* [PROBLEM DETAILS]: Using the material that follows, identify and copy each line with the string "column".

* [THE INPUT]:
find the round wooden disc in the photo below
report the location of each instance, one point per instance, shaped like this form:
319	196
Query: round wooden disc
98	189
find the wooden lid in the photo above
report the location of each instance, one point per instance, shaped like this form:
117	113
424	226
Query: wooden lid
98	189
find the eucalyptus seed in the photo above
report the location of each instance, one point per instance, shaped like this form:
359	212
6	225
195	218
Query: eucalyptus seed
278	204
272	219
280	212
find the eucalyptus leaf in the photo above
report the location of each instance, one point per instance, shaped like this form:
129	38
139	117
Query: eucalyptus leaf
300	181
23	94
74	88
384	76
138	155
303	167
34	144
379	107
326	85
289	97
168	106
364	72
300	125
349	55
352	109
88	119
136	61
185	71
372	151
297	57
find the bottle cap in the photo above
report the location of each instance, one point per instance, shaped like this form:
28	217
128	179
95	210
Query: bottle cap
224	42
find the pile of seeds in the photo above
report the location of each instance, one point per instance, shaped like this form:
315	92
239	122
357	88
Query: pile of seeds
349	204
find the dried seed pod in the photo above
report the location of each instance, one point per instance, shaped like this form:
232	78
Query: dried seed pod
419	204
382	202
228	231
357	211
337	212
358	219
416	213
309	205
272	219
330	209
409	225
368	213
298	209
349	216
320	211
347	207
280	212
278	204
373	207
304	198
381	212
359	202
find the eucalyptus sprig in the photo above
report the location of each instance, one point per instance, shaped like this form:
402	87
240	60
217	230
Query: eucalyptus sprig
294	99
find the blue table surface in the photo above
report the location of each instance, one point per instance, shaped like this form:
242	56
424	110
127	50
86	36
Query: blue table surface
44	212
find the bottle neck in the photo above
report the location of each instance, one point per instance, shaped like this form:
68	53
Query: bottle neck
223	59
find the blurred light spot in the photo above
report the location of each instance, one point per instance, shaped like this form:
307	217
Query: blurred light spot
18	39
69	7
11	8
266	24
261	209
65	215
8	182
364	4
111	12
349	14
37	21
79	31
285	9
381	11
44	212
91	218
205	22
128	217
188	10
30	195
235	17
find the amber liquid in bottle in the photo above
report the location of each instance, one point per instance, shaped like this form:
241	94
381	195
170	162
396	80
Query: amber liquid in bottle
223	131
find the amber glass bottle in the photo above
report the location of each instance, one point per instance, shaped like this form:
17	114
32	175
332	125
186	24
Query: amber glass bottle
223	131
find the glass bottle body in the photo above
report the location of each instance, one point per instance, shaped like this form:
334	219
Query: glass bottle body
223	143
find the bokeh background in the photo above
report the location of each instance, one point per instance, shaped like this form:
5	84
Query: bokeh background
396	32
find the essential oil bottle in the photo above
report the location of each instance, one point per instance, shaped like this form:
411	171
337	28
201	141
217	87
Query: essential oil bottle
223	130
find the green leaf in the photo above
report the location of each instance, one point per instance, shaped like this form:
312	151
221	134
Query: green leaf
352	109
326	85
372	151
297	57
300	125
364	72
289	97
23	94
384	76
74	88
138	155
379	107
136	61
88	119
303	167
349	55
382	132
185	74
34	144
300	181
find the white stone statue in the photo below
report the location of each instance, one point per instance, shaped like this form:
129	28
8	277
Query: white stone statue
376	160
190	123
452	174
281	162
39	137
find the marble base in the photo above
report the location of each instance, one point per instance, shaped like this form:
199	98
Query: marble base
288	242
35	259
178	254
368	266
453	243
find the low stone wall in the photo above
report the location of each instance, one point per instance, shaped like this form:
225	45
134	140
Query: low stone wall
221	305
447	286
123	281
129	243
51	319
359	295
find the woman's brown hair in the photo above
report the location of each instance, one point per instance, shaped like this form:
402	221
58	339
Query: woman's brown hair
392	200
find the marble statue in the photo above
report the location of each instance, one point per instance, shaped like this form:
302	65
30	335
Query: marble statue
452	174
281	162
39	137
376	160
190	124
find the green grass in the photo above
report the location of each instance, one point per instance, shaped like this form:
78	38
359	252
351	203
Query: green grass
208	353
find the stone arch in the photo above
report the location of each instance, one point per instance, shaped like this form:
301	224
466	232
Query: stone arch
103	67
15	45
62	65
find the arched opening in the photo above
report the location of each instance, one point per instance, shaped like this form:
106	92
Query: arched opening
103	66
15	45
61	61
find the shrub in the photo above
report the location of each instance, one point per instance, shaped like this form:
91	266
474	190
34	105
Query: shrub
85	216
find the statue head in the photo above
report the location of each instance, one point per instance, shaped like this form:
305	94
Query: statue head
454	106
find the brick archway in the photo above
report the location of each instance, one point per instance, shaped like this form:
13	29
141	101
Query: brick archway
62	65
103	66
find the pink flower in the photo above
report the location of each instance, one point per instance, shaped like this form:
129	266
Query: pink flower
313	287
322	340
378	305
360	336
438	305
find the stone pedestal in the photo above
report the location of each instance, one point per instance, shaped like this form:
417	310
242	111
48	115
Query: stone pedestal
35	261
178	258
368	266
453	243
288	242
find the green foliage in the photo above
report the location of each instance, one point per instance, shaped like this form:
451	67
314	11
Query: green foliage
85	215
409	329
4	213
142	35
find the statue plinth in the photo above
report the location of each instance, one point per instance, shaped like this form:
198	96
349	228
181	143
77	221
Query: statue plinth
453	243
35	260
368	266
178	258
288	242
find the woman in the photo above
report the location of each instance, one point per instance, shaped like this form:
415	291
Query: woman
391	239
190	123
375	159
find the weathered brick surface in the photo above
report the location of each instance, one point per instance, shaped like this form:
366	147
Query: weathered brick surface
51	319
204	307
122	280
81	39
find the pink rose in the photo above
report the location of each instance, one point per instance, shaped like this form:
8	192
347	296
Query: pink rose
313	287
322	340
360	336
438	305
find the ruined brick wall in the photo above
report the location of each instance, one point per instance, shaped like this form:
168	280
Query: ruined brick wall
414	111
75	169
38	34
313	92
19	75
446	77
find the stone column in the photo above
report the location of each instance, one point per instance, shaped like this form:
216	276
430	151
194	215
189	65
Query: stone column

* [TASK OUTPUT]:
find the stone column in the photo above
Query: stone column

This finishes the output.